[EXCERPTED TEXT]
Indian philosophy contains some of the first defenses of idealism, such as in Vedanta and in Shaiva Pratyabhijña thought. These systems of thought argue for an all-pervading consciousness as the true nature and ground of reality. Idealism is also found in some streams of Mahayana Buddhism, such as in the Yogācāra school, which argued for a "mind-only" (cittamatra) philosophy on an analysis of subjective experience. In the West, idealism traces its roots back to Plato in ancient Greece, who proposed that absolute, unchanging, timeless ideas constitute the highest form of reality: Platonic idealism. This was revived and transformed in the early modern period by Immanuel Kant's arguments that our knowledge of reality is completely based on mental structures: transcendental idealism.[2]

Epistemologically, idealism is accompanied by a rejection of the possibility of knowing the existence of any thing independent of mind. Ontologically, idealism asserts that the existence of all things depends upon the mind; thus, ontological idealism rejects the perspectives of physicalism and dualism. In contrast to materialism, idealism asserts the primacy of consciousness as the origin and prerequisite of all phenomena.

Idealism came under heavy attack in the West at the turn of the 20th century. The most influential critics were G. E. Moore and Bertrand Russell, but its critics also included the new realists and Marxists. The attacks by Moore and Russell were so influential that even more than 100 years later "any acknowledgment of idealistic tendencies is viewed in the English-speaking world with reservation." However, many aspects and paradigms of idealism did still have a large influence on subsequent philosophy.

[SHORT TASK 1]
In the passage on idealism, echo the stretch from "Idealism came under" through "on subsequent philosophy.".
[SHORT TASK 2]
Name every critic of idealism that the passage on idealism mentions, whether a person or a group.
[SHORT TASK 3]
Pick up the passage on idealism after its final sentence and carry it forward.
The listing after this passage comes from a separate source.

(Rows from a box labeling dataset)

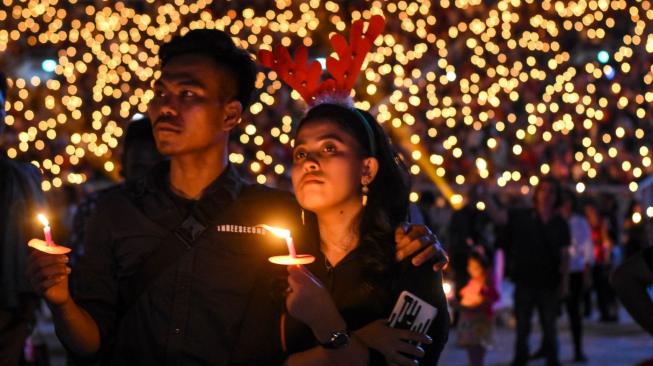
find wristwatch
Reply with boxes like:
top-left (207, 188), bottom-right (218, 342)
top-left (320, 330), bottom-right (350, 349)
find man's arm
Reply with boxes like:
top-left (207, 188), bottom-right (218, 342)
top-left (610, 251), bottom-right (653, 335)
top-left (395, 223), bottom-right (449, 272)
top-left (27, 250), bottom-right (100, 356)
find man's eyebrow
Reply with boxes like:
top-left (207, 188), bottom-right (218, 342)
top-left (154, 75), bottom-right (206, 89)
top-left (295, 133), bottom-right (345, 146)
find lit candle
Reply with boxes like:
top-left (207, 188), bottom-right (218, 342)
top-left (261, 225), bottom-right (315, 266)
top-left (263, 225), bottom-right (297, 258)
top-left (37, 214), bottom-right (53, 245)
top-left (27, 214), bottom-right (70, 254)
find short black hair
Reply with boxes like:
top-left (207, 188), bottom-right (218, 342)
top-left (0, 71), bottom-right (7, 99)
top-left (159, 29), bottom-right (256, 110)
top-left (123, 117), bottom-right (156, 150)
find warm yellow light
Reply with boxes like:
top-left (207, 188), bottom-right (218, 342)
top-left (261, 225), bottom-right (290, 239)
top-left (36, 214), bottom-right (50, 226)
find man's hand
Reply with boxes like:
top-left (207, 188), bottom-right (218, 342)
top-left (27, 249), bottom-right (71, 306)
top-left (395, 223), bottom-right (449, 272)
top-left (354, 319), bottom-right (432, 366)
top-left (286, 266), bottom-right (347, 342)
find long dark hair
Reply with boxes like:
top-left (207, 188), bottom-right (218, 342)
top-left (295, 103), bottom-right (410, 279)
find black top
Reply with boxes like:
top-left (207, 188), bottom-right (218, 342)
top-left (0, 155), bottom-right (45, 309)
top-left (285, 226), bottom-right (449, 365)
top-left (505, 209), bottom-right (571, 290)
top-left (73, 163), bottom-right (301, 365)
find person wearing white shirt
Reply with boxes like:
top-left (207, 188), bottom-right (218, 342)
top-left (560, 190), bottom-right (594, 363)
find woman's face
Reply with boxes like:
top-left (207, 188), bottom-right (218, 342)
top-left (467, 259), bottom-right (485, 278)
top-left (291, 120), bottom-right (371, 214)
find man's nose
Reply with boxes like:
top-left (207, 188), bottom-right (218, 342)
top-left (159, 94), bottom-right (178, 115)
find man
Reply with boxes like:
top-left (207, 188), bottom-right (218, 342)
top-left (0, 72), bottom-right (44, 365)
top-left (25, 30), bottom-right (444, 365)
top-left (486, 178), bottom-right (570, 366)
top-left (67, 118), bottom-right (163, 258)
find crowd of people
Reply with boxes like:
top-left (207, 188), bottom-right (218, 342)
top-left (0, 4), bottom-right (650, 366)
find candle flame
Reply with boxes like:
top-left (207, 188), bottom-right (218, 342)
top-left (36, 214), bottom-right (50, 226)
top-left (261, 225), bottom-right (290, 239)
top-left (442, 281), bottom-right (453, 298)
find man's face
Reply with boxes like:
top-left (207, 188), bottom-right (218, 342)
top-left (148, 54), bottom-right (231, 156)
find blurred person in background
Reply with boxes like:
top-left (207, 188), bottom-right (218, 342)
top-left (622, 200), bottom-right (649, 259)
top-left (448, 185), bottom-right (494, 322)
top-left (584, 201), bottom-right (618, 322)
top-left (611, 247), bottom-right (653, 335)
top-left (486, 177), bottom-right (571, 366)
top-left (560, 190), bottom-right (594, 363)
top-left (0, 72), bottom-right (44, 365)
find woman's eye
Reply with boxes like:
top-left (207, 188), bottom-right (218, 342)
top-left (295, 151), bottom-right (306, 160)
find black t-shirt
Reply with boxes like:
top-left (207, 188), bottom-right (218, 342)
top-left (73, 163), bottom-right (302, 365)
top-left (505, 209), bottom-right (571, 290)
top-left (285, 227), bottom-right (449, 365)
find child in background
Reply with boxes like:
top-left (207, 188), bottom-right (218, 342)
top-left (457, 252), bottom-right (499, 366)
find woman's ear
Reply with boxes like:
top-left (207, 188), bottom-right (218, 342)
top-left (361, 157), bottom-right (379, 185)
top-left (222, 99), bottom-right (243, 131)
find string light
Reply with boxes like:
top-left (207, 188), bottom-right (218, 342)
top-left (0, 0), bottom-right (653, 203)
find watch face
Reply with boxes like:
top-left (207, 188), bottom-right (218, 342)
top-left (322, 332), bottom-right (349, 349)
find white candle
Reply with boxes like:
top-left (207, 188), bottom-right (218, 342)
top-left (261, 225), bottom-right (297, 258)
top-left (37, 214), bottom-right (52, 244)
top-left (286, 235), bottom-right (297, 258)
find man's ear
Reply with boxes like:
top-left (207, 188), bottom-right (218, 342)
top-left (222, 99), bottom-right (243, 132)
top-left (361, 157), bottom-right (379, 184)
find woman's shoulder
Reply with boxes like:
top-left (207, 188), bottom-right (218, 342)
top-left (395, 260), bottom-right (446, 306)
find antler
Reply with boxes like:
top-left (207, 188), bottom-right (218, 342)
top-left (258, 46), bottom-right (322, 101)
top-left (327, 15), bottom-right (385, 91)
top-left (258, 15), bottom-right (385, 104)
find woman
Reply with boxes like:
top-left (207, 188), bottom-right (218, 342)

[WRITTEN REPLY 1]
Idealism came under heavy attack in the West at the turn of the 20th century. The most influential critics were G. E. Moore and Bertrand Russell, but its critics also included the new realists and Marxists. The attacks by Moore and Russell were so influential that even more than 100 years later "any acknowledgment of idealistic tendencies is viewed in the English-speaking world with reservation." However, many aspects and paradigms of idealism did still have a large influence on subsequent philosophy.

[WRITTEN REPLY 2]
G. E. Moore, Bertrand Russell, the new realists, and Marxists.

[WRITTEN REPLY 3]
Definitions

Idealism is a term with several related meanings. It comes via Latin idea from the Ancient Greek idea (ἰδέα) from idein (ἰδεῖν), meaning "to see". The term entered the English language by 1743.[3][4] The term idealism was first used in the abstract metaphysical sense of the "belief that reality is made up only of ideas" by Christian Wolff in 1747.[5] The term re-entered the English language in this abstract sense by 1796.[6] A. C. Ewing gives this influential definition:

the view that there can be no physical objects existing apart from some experience...provided that we regard thinking as part of experience and do not imply by "experience" passivity, and provided we include under experience not only human experience but the so-called "Absolute Experience" or the experience of a God such as Berkeley postulates.[7]

A more recent definition by Willem deVries sees idealism as "roughly, the genus comprises theories that attribute ontological priority to the mental, especially the conceptual or ideational, over the non-mental."[7] As such, idealism entails a rejection of materialism (or physicalism) as well as the rejection of the mind-independent existence of matter (and as such, also entails a rejection of dualism).[8]

There are two main definitions of idealism in contemporary philosophy, depending on whether its thesis is epistemic or metaphysical:

  • Metaphysical idealism or ontological idealism is the view which holds that all of reality is in some way mental (or spirit, reason, or will) or at least ultimately grounded in a fundamental basis which is mental.[9] This is a form of metaphysical monism because it holds that there is only one type of thing in the universe. The modern paradigm of a Western metaphysical idealism is Berkeley's immaterialism.[9] Other such idealists are Hegel, and Bradley.
  • Epistemological idealism (or "formal" idealism) is a position in epistemology that holds that all knowledge is based on mental structures, not on "things in themselves". Whether a mind-independent reality is accepted or not, all that we have knowledge of are mental phenomena.[9] The main source of Western epistemic idealist arguments is the transcendental idealism of Kant.[9] Other thinkers who have defended epistemic idealist arguments include Ludwig Boltzmann and Brand Blanshard.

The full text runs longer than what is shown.